* GIVEN REQUEST 1 *
How many lines of the records below contain the word "vessel"? Reply with the number alone.

*** TEXT BLOCK ***

Alex Rama was my guide on my first trek across the Kokoda Trail in 1991. At the time I had no idea what lay ahead. Alex’s English was unintelligible and my Pidgin was non-existent. Our only map was an old sketch of the trail and there were no signs. There was no chance of resupply so everything we needed, plus stuff we might have needed, were loaded into our army A-frame backpacks which hit the scales around 35 kg.
It called for a large measure of trust between two blokes who couldn’t understand each other.
The jungle swallowed us up in seconds and we obviously disturbed the spirits because rain soon pelted down which turned the track into a slithering mudslope. Within the first half-hour I passed Alex at least three times on my back looking helplessly up at him. It set the tone for the next few days as we were enveloped by our surroundings.
After a couple of days we arrived at Efogi village. During a break Alex was indicating that we had to trek to the top of a hill to the east. I argued that the sketch map indicated that our next stop should be Kagi to the north. I was buggared and didn’t want to waste any energy unnecessarily. Alex persisted with his gestures so I picked up my pack and set off after him. A few hours later we arrived in a village called Naduri which wasn’t on the map.
Alex disappeared without saying a word and I plonked myself down in the centre of the village and pulled out my old army hexi stove to make a brew. It was late in the afternoon and a low mist hung over the village. By the time my cup had boiled I was aware of large group of elderly people who seated themselves at a respectful distance to observe the white stranger in their midst. Young ones began to tip-toe towards me but quickly retreated when I looked up at them.
After about an hour there was still no Alex. I later learned it was his village and he went to see his parents – maybe his girlfriend as well! Either way I had been effective abandoned for awhile.
One older villager approached me with a large grin and extended his hand. He had the demeanour of a leader. I later learned his name was Ovoru Indiki and he had been a wartime carrier.
Soon after another bloke with a billum and machete came over, introduced himself as Mark, and invited me to follow him. ‘Where to’ I asked. ‘Myola’ he replied. ‘How long’? ‘About an hour and a half’ he said. I discounted the fact that he wasn’t wearing a watch and slung my pack on my back as he set off up towards Tovovo Ridge in the setting sun. I didn’t see Mark again until three hours later after limping through the endless slush of the ‘dry’ lakebed to a warm hut on the other side.
Alex turned up about an hour after I had settled in. I later learned that Alex was telling the villagers that I was on a reconnaissance and would be bringing Australian’s back to trek across the trail. This was news to me but I didn’t argue.

***

* GIVEN REQUEST 2 *
In the account of the 1991 Kokoda Trail trek, what was the name of the village that Alex led the writer to that wasn't on the map?

*** PROVIDED ENTRIES ***

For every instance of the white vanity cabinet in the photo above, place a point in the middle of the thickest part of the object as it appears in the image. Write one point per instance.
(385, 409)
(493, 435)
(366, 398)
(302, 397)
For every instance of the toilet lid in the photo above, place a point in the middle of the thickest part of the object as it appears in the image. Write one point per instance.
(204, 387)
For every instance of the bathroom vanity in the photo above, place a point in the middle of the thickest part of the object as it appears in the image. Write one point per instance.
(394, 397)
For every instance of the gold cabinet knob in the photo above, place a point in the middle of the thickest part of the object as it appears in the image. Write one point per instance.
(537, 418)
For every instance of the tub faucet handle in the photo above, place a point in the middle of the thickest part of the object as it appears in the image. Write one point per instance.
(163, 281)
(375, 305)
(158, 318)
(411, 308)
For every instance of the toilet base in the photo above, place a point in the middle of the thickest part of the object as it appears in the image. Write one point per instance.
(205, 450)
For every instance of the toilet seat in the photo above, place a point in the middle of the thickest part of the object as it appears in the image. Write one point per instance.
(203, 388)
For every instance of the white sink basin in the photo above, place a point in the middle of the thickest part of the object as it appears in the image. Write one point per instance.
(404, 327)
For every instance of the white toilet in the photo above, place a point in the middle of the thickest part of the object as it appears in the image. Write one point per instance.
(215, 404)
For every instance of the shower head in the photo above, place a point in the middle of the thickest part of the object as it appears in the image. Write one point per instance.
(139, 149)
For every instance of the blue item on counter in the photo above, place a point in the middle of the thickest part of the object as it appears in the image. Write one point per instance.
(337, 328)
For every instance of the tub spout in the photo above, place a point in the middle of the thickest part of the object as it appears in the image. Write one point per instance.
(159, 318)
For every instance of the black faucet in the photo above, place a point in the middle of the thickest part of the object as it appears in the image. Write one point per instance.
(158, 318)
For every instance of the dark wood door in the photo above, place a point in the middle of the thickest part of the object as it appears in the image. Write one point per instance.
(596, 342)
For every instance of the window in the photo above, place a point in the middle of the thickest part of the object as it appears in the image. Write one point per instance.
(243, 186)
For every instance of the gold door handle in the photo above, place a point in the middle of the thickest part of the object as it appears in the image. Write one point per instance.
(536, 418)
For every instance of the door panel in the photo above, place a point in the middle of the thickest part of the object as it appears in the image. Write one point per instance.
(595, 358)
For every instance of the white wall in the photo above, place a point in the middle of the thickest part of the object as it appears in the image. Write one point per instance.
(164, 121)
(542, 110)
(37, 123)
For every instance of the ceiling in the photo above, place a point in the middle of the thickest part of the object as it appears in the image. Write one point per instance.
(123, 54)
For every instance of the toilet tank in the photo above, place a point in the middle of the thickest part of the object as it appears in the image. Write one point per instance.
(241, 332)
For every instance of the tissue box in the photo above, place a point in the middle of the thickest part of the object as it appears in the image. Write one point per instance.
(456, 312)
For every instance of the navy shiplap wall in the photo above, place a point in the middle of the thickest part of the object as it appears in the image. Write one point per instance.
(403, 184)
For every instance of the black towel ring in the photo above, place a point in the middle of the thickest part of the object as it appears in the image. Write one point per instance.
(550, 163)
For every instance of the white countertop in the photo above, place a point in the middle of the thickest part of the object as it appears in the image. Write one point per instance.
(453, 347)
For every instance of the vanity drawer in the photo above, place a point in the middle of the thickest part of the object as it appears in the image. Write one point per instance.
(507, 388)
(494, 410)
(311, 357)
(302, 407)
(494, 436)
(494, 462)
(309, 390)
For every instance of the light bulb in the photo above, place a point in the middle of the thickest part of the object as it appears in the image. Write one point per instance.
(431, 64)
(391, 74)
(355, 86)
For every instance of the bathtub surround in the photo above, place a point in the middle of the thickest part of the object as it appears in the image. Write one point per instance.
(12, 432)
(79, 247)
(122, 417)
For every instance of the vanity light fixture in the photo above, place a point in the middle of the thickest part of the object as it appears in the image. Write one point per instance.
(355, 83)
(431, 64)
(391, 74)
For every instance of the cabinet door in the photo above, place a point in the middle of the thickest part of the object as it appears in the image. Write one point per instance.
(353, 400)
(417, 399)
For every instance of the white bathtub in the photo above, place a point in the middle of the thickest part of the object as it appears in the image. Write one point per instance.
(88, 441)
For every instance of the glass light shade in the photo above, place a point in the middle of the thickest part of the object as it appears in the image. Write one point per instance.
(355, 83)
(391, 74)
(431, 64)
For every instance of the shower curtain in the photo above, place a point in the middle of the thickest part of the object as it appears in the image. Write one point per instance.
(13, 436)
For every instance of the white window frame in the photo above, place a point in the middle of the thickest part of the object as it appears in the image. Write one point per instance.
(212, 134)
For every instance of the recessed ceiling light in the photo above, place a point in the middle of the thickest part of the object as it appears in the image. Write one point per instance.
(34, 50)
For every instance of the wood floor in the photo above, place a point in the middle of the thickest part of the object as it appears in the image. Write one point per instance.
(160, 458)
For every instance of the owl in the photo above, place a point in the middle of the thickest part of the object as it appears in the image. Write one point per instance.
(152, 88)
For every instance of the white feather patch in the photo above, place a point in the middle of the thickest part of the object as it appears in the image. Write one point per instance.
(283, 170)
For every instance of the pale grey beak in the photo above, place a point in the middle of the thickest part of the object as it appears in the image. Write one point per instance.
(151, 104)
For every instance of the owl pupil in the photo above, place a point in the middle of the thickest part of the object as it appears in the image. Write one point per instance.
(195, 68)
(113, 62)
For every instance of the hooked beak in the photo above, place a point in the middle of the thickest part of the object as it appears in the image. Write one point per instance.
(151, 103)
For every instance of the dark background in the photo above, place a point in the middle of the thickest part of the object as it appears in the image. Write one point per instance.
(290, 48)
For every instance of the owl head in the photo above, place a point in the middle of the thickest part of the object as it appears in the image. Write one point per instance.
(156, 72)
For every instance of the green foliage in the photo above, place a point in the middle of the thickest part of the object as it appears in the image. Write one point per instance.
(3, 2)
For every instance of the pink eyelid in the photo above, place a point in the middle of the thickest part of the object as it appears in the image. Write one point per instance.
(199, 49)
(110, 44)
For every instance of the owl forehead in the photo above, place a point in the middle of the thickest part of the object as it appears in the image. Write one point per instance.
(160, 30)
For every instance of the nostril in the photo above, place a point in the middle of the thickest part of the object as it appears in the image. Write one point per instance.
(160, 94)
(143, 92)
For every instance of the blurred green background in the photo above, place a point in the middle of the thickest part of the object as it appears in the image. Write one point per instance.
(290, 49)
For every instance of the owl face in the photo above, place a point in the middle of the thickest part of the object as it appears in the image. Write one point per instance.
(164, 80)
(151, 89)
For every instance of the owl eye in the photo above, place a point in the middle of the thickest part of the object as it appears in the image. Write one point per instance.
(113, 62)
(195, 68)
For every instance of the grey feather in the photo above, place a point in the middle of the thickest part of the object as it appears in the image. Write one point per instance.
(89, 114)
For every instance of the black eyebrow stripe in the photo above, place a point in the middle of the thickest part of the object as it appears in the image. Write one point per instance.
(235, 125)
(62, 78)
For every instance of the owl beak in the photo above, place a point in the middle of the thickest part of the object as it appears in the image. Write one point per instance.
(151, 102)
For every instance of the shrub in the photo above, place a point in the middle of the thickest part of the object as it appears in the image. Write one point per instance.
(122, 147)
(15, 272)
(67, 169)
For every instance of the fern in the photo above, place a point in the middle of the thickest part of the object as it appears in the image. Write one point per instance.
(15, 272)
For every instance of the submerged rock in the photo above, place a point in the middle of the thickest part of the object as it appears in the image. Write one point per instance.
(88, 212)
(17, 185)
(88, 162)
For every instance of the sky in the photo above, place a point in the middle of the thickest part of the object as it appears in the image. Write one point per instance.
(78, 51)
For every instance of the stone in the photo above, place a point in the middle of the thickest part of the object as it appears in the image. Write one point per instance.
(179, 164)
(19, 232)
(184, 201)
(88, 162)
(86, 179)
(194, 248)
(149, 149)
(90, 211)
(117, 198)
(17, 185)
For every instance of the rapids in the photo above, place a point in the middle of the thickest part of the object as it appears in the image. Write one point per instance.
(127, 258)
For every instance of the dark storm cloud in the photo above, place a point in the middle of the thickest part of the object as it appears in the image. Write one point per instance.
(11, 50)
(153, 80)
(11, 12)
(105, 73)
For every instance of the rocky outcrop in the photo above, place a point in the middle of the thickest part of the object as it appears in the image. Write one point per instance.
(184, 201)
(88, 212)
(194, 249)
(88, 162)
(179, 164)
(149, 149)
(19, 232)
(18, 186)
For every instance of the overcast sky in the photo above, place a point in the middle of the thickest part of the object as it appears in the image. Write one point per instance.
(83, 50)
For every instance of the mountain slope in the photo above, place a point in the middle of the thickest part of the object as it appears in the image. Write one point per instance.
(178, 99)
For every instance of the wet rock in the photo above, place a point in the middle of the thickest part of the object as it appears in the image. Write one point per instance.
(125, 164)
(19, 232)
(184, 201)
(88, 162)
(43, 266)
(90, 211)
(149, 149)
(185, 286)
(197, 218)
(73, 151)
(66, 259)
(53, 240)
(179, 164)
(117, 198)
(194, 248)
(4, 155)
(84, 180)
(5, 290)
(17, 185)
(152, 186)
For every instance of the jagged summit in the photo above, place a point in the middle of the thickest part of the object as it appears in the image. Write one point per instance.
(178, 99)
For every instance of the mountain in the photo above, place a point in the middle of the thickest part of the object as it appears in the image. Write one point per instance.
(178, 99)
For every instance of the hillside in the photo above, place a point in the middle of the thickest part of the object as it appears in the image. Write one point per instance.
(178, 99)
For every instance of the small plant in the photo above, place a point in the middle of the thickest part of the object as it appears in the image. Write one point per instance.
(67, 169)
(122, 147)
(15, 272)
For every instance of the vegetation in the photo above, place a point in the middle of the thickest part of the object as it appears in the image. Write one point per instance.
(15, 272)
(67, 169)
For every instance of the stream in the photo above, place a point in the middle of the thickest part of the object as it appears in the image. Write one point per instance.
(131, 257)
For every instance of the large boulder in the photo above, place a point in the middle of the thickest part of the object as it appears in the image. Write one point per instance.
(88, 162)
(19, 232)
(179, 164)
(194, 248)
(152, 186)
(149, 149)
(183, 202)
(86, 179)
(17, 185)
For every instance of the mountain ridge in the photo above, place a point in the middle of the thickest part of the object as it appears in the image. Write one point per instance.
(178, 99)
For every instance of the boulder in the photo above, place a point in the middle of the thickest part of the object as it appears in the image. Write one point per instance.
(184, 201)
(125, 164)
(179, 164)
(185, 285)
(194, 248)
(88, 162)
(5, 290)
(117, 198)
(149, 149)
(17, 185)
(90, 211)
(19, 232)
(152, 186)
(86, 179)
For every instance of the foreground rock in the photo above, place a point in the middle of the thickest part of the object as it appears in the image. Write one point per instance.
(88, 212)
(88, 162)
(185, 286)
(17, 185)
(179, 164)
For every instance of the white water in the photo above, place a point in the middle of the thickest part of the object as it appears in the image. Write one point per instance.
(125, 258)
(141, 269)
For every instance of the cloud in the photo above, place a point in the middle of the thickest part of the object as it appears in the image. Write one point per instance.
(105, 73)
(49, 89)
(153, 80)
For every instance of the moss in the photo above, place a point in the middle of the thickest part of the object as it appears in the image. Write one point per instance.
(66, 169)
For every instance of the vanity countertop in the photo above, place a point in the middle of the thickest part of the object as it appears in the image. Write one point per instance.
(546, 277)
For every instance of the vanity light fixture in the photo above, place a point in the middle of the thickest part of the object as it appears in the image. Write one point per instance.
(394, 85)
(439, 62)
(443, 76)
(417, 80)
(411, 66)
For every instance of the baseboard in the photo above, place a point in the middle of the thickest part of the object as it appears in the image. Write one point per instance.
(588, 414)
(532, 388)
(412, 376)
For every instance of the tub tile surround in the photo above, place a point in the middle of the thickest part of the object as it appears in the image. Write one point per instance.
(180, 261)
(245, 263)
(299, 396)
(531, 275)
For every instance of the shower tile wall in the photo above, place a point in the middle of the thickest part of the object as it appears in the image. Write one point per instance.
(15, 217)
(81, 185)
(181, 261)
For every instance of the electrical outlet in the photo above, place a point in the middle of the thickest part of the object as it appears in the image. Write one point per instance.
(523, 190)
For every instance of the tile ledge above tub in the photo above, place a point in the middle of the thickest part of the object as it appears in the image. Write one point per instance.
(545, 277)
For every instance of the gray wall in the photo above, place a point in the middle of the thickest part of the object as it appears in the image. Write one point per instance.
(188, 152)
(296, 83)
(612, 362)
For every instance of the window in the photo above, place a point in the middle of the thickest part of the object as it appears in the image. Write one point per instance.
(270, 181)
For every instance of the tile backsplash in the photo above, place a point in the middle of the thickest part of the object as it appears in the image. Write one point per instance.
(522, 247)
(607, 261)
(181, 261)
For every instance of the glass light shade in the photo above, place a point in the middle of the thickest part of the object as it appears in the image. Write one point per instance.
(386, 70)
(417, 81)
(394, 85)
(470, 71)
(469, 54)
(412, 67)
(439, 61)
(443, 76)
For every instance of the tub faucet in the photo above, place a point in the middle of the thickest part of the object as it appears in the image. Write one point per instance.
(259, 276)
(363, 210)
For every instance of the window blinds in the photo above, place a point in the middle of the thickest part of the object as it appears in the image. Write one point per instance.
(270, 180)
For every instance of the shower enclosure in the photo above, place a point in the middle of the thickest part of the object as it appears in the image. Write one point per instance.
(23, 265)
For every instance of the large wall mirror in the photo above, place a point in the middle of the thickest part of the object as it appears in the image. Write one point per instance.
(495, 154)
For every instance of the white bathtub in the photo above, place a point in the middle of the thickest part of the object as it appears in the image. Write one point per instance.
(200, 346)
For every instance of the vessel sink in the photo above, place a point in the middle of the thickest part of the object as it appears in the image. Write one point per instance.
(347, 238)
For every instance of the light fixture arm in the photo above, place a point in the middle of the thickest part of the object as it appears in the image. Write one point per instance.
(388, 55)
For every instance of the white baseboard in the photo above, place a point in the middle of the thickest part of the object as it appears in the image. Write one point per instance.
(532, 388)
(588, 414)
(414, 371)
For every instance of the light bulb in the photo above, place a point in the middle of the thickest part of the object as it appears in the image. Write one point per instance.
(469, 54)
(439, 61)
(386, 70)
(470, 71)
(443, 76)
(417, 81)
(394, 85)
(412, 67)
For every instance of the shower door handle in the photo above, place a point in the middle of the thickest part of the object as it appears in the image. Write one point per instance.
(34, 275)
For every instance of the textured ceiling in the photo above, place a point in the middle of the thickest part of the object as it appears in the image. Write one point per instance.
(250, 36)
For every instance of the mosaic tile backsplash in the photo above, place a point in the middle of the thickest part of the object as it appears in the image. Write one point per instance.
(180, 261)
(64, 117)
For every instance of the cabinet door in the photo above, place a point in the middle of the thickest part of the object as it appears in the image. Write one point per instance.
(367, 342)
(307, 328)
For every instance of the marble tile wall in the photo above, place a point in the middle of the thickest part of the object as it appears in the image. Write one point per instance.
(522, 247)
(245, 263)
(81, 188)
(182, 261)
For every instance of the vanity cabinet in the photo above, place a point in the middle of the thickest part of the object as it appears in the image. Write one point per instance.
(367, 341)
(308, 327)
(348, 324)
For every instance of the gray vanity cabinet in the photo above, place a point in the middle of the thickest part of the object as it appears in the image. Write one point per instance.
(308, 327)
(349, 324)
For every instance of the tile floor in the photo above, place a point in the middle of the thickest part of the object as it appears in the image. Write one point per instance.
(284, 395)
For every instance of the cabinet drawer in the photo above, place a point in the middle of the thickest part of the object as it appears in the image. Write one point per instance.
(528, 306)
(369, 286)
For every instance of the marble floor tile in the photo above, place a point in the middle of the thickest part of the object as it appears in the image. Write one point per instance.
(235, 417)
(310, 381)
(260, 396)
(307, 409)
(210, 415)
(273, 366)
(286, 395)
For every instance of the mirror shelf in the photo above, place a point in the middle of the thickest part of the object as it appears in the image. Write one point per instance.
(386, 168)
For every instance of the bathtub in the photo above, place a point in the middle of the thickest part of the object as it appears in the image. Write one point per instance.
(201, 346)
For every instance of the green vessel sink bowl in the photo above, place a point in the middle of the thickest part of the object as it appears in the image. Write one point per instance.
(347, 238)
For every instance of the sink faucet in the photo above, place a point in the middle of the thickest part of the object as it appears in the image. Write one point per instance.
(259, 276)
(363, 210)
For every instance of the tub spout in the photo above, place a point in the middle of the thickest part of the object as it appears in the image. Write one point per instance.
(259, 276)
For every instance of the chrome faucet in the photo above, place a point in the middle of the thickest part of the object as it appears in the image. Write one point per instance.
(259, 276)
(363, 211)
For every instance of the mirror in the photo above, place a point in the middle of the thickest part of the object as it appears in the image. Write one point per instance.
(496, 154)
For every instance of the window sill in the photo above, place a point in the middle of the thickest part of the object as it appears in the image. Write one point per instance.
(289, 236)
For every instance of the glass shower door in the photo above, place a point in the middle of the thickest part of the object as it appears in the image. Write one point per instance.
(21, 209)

***

* EXERCISE SOLUTION 1 *
2

* EXERCISE SOLUTION 2 *
Naduri